Every line of the records below from the line with "# place a point on the green grass" up to and including the line with "# place a point on the stone block" must be reproduced exactly, and no line outside that range.

SUPPLIED MATERIAL: Begin

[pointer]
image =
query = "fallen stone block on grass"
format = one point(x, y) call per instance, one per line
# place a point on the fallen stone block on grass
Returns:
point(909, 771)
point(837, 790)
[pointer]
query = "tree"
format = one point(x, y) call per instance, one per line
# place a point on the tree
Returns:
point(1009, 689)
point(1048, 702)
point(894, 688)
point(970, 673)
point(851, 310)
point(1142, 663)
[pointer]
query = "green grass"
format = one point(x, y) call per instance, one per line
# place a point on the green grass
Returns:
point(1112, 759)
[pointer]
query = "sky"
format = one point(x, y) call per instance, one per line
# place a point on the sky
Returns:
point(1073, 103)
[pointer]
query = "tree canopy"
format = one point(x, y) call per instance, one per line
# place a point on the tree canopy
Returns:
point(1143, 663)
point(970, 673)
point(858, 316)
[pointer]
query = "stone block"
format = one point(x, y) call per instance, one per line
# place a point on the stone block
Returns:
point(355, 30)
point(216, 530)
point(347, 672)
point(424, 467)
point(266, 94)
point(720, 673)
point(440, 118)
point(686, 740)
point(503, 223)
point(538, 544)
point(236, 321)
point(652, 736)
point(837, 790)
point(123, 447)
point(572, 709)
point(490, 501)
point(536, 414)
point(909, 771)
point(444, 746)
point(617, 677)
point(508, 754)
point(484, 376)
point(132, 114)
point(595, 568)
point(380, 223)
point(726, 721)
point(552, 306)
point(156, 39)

SUPPLIED MATERIAL: End

» **SOLVED EXERCISE**
# place a point on the green grass
Returns:
point(1112, 759)
[pointer]
query = "sky"
format = one point(x, y) call per instance, one per line
# place a point on the sky
Returns:
point(1073, 103)
[pointer]
query = "tree canopy"
format = one point(x, y) call per instance, one per line
# place a point on the tree canopy
Returns:
point(1143, 663)
point(970, 673)
point(858, 316)
[pointer]
query = "stone block"
format = one point(x, y) call per instance, one per line
# place a point on the stone block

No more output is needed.